- **What you are asked to do**
Copy the entries exactly. Leave nothing out and add nothing.

Source records:
★ ★ ★
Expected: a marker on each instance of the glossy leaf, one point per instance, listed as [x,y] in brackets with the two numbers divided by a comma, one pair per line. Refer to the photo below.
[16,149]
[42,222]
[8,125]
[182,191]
★ ★ ★
- **Result**
Expected: a marker on each instance of the glossy leaf, one point per instance, listed as [x,y] in brackets with the two numbers divided by a comma, one pair per line. Refer to the photo below.
[16,149]
[42,222]
[8,125]
[182,191]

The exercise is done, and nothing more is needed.